Passage shown -
Infections in fire eels are often caused by rough substrate, which is hardly surprising considering they spend so much of their time burying into a tank’s coarse substrate.
Large grains can easily scratch them, often leading to an eel developing a white nose. To avoid this, create a thick layer of a sandy and muddy substrate in your tank.
Food & Diet
In a home aquarium, fire eels recognize their owners and will be confident enough to take food from their hands. You can feed them a wide selection of live food, including tubifex, bloodworms, and small fishes. They’re also happy to munch on dry and frozen food too.
In their natural habitat, fire eels are predators and prey on insect larvae, small crabs, snails, and worms. Fully grown fish eel can also feast upon larger food like fish, mussels, earthworms, and live shrimp.
One important thing to keep in mind is that because the fire eel is so large, it requires a considerable amount of nutrition, so make sure you’re feeding it enough. You’ll see the benefits of thorough nutrition in your fire eel’s increased activity and more intense hues.
In a home aquarium, fire eel tend to grow to around 20 inches (60.8 cm) and live for up to ten years with proper care and good water conditions. Fire eel in their natural habitat however, grow to 3.3 feet (roughly one meter) and live twice as long – up to 20 years.
Appearance & Size
The appearance of a fire eel is one that closely resembles that of a “true” eel, with an elongated dark brown body covered in small scales and four stripes placed laterally. These stripes have orange or red hues, as well as spots that vary depending on the condition of your tank and the age of the eel.
The fire eel’s dorsal fin is divided into two parts, and it has a fully developed tail. Both the dorsal and anal fins are long and narrow and located close to the end of the caudal fin. It’s worth noting that fire eels have no abdominal fins.

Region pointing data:
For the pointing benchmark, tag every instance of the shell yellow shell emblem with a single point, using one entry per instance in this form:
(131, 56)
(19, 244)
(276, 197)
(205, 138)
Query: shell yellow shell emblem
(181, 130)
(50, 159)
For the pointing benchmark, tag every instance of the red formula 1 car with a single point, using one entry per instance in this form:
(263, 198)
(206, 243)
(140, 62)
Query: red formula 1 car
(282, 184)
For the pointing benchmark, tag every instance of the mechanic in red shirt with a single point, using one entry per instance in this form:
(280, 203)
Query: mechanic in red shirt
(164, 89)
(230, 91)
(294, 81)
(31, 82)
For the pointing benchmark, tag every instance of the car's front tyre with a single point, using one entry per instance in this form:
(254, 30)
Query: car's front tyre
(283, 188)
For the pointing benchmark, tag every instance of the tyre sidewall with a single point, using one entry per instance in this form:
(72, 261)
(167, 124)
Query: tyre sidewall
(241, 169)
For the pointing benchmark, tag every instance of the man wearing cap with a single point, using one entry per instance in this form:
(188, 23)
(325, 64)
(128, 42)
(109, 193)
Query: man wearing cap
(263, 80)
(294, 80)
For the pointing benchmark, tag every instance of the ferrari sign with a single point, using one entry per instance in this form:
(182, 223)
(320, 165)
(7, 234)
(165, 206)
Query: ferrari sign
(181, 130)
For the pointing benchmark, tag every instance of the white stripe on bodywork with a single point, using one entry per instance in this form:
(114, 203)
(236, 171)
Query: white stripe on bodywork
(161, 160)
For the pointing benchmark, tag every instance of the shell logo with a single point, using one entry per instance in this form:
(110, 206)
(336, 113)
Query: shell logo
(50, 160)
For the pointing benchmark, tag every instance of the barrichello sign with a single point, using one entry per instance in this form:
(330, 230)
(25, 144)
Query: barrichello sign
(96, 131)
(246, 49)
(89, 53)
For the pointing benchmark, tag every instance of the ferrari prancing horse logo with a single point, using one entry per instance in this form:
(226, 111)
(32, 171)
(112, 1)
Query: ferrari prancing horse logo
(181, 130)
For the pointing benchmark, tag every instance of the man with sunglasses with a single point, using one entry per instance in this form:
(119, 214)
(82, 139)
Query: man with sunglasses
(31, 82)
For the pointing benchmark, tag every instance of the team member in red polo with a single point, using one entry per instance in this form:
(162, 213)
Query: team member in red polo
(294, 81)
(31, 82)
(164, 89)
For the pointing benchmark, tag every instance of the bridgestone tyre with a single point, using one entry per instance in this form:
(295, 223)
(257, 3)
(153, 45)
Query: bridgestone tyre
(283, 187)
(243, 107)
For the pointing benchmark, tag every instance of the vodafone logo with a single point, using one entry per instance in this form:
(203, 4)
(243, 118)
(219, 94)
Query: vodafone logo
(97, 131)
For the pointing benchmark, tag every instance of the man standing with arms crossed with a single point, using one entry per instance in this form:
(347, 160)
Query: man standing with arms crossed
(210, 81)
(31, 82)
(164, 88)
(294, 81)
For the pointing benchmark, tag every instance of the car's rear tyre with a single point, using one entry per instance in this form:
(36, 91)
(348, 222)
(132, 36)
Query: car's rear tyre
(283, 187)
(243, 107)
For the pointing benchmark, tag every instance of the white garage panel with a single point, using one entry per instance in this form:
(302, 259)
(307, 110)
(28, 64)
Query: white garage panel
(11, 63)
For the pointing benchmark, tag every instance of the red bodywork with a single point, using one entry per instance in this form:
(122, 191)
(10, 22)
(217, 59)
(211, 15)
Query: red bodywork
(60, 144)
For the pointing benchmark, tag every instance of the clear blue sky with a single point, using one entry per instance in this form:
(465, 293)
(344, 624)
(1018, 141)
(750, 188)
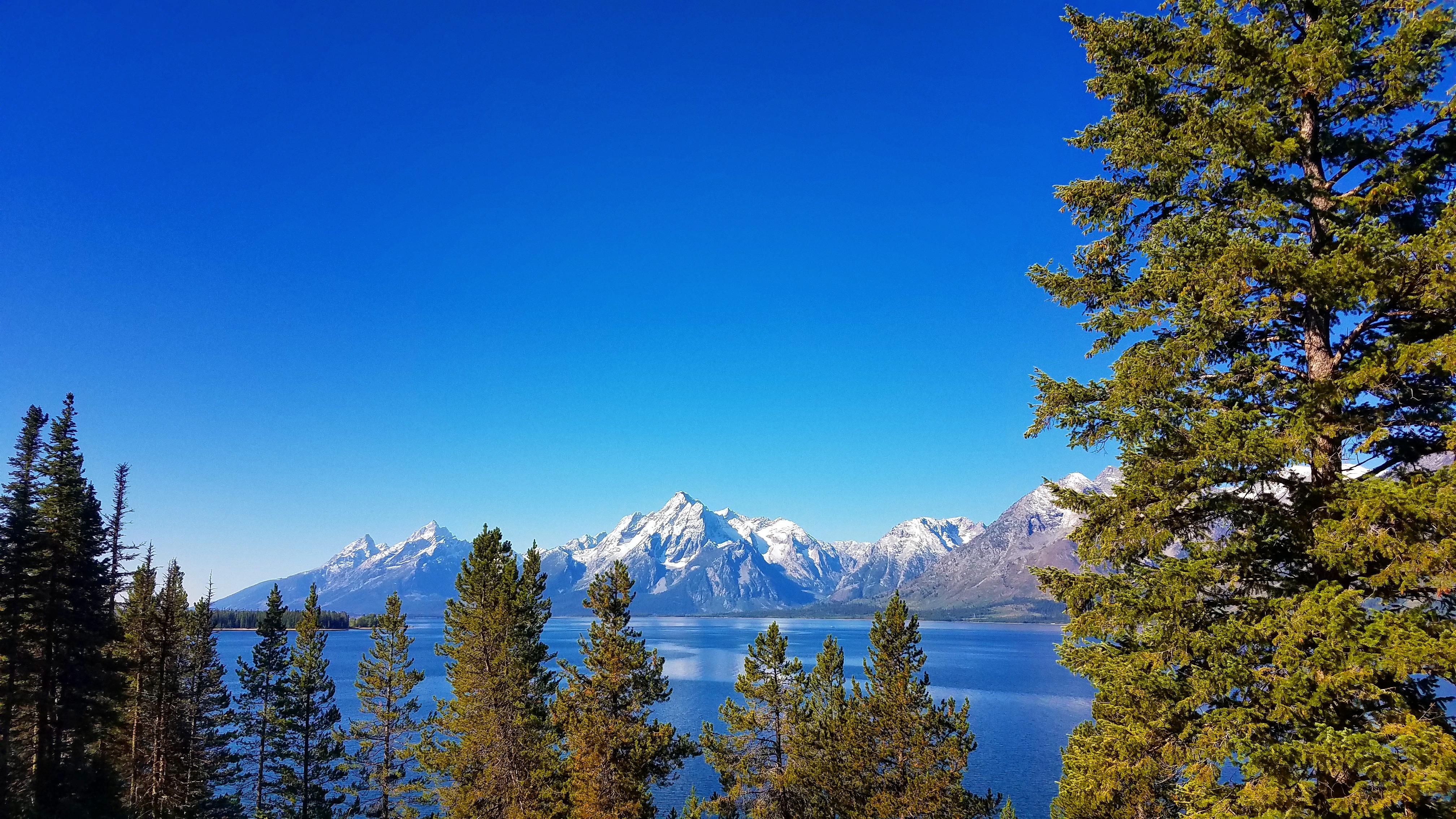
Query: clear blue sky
(318, 270)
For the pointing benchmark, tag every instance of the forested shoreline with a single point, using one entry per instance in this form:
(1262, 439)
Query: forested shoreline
(114, 699)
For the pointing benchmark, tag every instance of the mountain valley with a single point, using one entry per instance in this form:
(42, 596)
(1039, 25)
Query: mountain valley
(691, 560)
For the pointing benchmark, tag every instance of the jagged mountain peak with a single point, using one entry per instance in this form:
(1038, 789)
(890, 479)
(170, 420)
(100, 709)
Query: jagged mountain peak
(430, 531)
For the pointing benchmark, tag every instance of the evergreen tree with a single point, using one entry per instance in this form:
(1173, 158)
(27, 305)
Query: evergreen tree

Exercise tasks -
[1] In the fire eel passage, rewrite the stretch from "The fire eel’s" through "no abdominal fins.", replacing "narrow" with "slender".
[2] Answer these questions using the fire eel passage:
(a) How long can a fire eel live in a home aquarium with proper care and good water conditions?
(b) What hues do the stripes on a fire eel's body have?
(c) Which fins does a fire eel lack?

Solution list -
[1]
The fire eel’s dorsal fin is divided into two parts, and it has a fully developed tail. Both the dorsal and anal fins are long and slender and located close to the end of the caudal fin. It’s worth noting that fire eels have no abdominal fins.

[2]
(a) Up to ten years.
(b) Orange or red.
(c) Abdominal fins.